* WHAT YOU NEED TO DO *
Rewrite the listing below, replacing the word "coordinates" with "positions" at every occurrence and leaving all other text unchanged.

* RECORD EXCERPTS *
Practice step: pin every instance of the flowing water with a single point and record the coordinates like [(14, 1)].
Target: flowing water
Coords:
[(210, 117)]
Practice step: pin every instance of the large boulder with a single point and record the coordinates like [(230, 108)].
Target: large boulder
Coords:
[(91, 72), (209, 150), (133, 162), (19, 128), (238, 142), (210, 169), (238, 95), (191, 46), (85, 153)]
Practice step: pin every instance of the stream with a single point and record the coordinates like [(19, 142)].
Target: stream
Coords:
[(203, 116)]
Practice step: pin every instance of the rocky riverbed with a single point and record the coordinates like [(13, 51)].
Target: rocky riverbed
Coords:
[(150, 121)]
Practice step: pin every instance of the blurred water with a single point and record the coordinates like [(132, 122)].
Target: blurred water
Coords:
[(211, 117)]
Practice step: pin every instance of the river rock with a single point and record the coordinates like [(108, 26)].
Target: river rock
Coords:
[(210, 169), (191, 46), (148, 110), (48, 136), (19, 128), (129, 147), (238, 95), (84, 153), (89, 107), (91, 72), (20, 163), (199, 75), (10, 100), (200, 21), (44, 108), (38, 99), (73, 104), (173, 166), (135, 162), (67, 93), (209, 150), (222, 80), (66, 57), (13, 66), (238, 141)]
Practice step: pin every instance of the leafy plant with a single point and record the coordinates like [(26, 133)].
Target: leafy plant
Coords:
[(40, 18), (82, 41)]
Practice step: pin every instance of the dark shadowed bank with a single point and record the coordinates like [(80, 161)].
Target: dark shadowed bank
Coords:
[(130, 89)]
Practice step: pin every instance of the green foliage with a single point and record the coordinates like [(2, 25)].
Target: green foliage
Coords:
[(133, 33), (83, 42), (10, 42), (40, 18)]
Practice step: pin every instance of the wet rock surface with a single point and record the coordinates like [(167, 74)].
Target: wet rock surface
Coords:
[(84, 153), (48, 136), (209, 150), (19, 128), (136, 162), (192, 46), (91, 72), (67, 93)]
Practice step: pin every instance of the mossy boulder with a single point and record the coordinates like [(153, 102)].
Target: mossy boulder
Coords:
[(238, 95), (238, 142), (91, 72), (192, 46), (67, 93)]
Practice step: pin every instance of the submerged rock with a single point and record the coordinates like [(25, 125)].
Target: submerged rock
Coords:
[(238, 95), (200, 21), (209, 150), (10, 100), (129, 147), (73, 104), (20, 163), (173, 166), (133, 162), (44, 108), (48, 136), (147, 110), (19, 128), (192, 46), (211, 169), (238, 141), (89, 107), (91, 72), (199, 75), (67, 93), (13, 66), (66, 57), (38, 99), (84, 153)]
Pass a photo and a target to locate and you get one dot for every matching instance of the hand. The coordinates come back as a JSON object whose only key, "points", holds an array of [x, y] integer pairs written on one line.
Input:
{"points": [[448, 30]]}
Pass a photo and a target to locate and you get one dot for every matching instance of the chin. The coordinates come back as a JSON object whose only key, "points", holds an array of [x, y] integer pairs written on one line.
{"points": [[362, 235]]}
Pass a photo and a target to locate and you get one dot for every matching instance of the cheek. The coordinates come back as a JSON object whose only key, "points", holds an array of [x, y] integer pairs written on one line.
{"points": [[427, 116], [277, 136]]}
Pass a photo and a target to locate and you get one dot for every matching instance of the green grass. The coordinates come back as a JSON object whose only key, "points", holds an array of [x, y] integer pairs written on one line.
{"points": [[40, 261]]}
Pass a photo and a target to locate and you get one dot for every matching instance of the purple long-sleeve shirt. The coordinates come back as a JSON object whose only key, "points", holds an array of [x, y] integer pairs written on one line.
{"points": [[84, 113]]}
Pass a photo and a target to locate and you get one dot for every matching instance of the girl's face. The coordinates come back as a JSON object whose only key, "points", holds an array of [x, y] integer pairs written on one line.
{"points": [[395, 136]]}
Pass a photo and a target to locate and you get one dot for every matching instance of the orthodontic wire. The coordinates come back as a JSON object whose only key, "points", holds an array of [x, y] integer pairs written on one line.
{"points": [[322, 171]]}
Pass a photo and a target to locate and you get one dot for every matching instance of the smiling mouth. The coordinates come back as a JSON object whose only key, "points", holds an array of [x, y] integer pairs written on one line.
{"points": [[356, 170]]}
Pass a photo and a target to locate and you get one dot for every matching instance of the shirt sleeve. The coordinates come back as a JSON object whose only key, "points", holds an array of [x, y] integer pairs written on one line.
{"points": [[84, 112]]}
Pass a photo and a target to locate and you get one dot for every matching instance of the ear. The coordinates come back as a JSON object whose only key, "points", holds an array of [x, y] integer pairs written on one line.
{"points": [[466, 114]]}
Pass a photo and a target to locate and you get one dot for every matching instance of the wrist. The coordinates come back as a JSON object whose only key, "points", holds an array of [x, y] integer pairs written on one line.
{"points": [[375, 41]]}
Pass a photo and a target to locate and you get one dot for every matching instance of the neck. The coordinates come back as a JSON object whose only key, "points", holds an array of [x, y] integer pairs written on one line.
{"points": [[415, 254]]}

* WORKED ANSWER *
Practice step: pin every instance of the flowing water with a single point and record the positions like [(14, 1)].
Target: flowing water
Coords:
[(210, 117)]
Practice step: pin every instance of the large boulder with a single point and record the positions like [(230, 108)].
Target: large boulder
Coords:
[(91, 72), (209, 150), (133, 162), (19, 128), (238, 142), (210, 169), (238, 95), (191, 46), (85, 153)]
Practice step: pin every instance of the stream with a single point and record the positions like [(19, 142)].
Target: stream
Coords:
[(203, 116)]
Practice step: pin every instance of the rocky riverbed with a single point and record the positions like [(13, 51)].
Target: rocky riverbed
Coords:
[(150, 121)]
Practice step: pin every instance of the blurred water with a single point and record the positions like [(132, 122)].
Target: blurred water
Coords:
[(211, 117)]
Practice step: pin every instance of the river rock with a single point and record the positions like [(108, 26)].
Target: river rock
Coords:
[(210, 169), (191, 46), (148, 110), (48, 136), (19, 128), (129, 147), (238, 95), (84, 153), (89, 107), (91, 72), (20, 163), (199, 75), (10, 100), (200, 21), (44, 108), (38, 99), (73, 104), (173, 166), (135, 162), (67, 93), (209, 150), (222, 80), (66, 57), (13, 66), (238, 141)]
Practice step: pin every instance of the leafy plant with a single point and record the positions like [(26, 133)].
Target: leafy plant
Coords:
[(40, 18), (82, 41)]
Practice step: pin every instance of the dark shadowed bank with a single point and record the positions like [(80, 161)].
Target: dark shadowed bank
Coords:
[(130, 89)]
Practice step: pin every instance of the green foliage with a single point and record the positions like [(2, 25)].
Target: green foliage
Coords:
[(133, 33), (83, 42), (10, 42), (40, 18)]
Practice step: pin every instance of the wet rock surface with a single point and record the positions like [(167, 74)].
Target: wet rock surface
Coords:
[(84, 153), (48, 136), (209, 150), (19, 128), (136, 162), (192, 46), (91, 72), (67, 93)]
Practice step: pin every instance of the mossy boulder with a single point and record the positions like [(153, 102)].
Target: mossy boulder
Coords:
[(238, 95), (238, 142), (91, 72), (192, 46), (67, 93)]
Practice step: pin every instance of the submerged rock with a single point and record the positions like [(25, 125)].
Target: submerged rock
Coords:
[(238, 95), (200, 21), (209, 150), (10, 100), (129, 147), (73, 104), (20, 163), (173, 166), (133, 162), (44, 108), (48, 136), (147, 110), (19, 128), (192, 46), (211, 169), (238, 141), (89, 107), (91, 72), (199, 75), (67, 93), (13, 66), (66, 57), (38, 99), (84, 153)]
Pass a photo and a target to locate and you get one dot for every matching instance of the hand. The positions come back as a JSON object whose only key, "points", holds an array of [x, y] integer pairs written on one line.
Input:
{"points": [[448, 30]]}
Pass a photo and a target to locate and you get one dot for every matching instance of the chin. The positions come back as a JSON object whose only key, "points", holds an array of [x, y] integer pairs written on one line.
{"points": [[362, 235]]}
Pass a photo and a target to locate and you get one dot for every matching instance of the cheek. The positions come back as a JSON object whose only key, "points", holds an array of [x, y] integer pairs written on one line.
{"points": [[427, 116], [277, 136]]}
Pass a photo and a target to locate and you get one dot for every matching instance of the green grass. The positions come back as a JSON object whose only key, "points", holds an array of [x, y] integer pairs written on one line.
{"points": [[40, 261]]}
Pass a photo and a target to locate and you get one dot for every matching instance of the purple long-sleeve shirt. The positions come back as a JSON object whose only key, "points", holds an array of [x, y] integer pairs written on one line.
{"points": [[84, 113]]}
Pass a photo and a target to locate and you get one dot for every matching instance of the girl's face. The positions come back as a JSON object whose only key, "points", holds an array of [x, y] integer pairs written on one line.
{"points": [[395, 136]]}
Pass a photo and a target to locate and you get one dot for every matching instance of the orthodontic wire. The positions come back as a JSON object whose only key, "points", holds an array of [x, y] integer pairs written on one line.
{"points": [[322, 171]]}
Pass a photo and a target to locate and you get one dot for every matching instance of the smiling mouth. The positions come back as a JSON object whose only key, "points", holds an array of [x, y] integer pairs written on one line.
{"points": [[356, 170]]}
Pass a photo and a target to locate and you get one dot for every matching instance of the shirt sleeve. The positions come back as a JSON object whose only key, "points", holds an array of [x, y] integer pairs written on one line.
{"points": [[84, 112]]}
Pass a photo and a target to locate and you get one dot for every matching instance of the ear. The positions come back as a JSON object whose only key, "points", holds an array of [x, y] integer pairs written on one line.
{"points": [[466, 114]]}
Pass a photo and a target to locate and you get one dot for every matching instance of the wrist. The positions come back as a JSON object whose only key, "points", holds an array of [x, y] integer pairs written on one line.
{"points": [[375, 41]]}
Pass a photo and a target to locate and you get one dot for every matching instance of the neck. The positions come back as a JSON object whose only key, "points", holds an array of [x, y] integer pairs written on one line.
{"points": [[415, 254]]}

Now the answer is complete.